WHAT YOU SHOULD DO:
Would you return the lines between the one holding "Point to the rough" and the one holding "Point to the swollen", inclusive, and only those, exactly as they stand in the listing below?
START DATASET ENTRIES
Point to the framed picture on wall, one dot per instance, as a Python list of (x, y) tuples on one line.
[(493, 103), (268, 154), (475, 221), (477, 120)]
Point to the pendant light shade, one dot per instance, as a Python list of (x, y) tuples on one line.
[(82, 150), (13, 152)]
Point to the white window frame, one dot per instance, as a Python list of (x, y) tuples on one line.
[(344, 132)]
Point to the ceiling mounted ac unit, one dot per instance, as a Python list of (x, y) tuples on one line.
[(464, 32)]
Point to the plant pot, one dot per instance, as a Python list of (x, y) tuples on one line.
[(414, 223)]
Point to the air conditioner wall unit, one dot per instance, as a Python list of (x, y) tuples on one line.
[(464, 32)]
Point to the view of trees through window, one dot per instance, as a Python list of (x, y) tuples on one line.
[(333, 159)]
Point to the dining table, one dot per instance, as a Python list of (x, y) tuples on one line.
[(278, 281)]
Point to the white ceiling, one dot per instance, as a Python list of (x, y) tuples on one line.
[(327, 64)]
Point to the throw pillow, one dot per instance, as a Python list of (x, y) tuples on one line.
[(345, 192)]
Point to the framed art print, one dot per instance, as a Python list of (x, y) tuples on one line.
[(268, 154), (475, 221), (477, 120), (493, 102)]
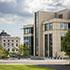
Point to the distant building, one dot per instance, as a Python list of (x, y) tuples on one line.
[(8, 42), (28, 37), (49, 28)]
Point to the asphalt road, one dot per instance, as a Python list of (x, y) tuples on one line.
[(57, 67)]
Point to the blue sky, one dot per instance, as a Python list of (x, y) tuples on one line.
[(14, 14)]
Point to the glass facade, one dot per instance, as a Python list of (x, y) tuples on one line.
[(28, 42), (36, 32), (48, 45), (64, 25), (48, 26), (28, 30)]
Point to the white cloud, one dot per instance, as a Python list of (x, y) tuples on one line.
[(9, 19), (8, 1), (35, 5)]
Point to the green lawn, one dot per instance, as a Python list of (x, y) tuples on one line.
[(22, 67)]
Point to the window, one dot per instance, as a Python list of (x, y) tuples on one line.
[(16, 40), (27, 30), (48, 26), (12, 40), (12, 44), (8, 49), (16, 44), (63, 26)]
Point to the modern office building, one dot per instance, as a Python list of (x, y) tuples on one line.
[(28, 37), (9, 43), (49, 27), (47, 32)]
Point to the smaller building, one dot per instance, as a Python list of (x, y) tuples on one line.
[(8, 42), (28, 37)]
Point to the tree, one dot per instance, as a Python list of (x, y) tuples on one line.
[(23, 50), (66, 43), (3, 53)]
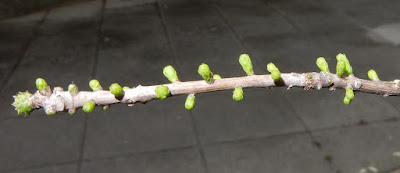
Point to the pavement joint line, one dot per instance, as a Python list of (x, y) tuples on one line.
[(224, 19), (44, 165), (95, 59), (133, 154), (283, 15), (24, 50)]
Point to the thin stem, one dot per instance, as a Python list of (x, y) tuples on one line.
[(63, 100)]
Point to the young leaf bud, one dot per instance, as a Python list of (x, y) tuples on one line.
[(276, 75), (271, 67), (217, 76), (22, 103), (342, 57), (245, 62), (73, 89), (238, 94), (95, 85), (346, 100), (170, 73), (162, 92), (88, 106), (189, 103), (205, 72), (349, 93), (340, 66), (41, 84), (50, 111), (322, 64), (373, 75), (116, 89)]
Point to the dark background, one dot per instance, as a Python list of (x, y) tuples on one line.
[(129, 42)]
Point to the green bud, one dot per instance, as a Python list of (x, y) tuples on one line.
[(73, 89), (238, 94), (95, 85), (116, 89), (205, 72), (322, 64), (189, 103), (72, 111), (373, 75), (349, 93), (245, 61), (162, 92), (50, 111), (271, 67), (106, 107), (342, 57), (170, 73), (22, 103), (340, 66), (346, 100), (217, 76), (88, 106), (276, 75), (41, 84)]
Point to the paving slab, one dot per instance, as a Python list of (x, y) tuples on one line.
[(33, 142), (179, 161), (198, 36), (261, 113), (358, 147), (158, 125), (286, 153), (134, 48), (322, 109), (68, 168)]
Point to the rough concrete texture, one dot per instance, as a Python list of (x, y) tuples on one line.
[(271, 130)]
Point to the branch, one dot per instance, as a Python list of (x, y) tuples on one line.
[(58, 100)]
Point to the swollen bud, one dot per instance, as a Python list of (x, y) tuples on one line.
END DATASET ENTRIES
START DATASET ENTRIES
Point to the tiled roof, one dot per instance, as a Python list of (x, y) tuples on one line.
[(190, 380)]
END DATASET ENTRIES
WORKED SOLUTION:
Point to the rough concrete texture, one dot per instance, as a Python list of (x, y) tuples on one line.
[(271, 130)]
Point to the branch, one dot per instance, as a Python list of (x, y) tuples on one line.
[(58, 100)]
Point to the swollen bud, one dot per instance, as a Python list of (x, y) tuples on one line.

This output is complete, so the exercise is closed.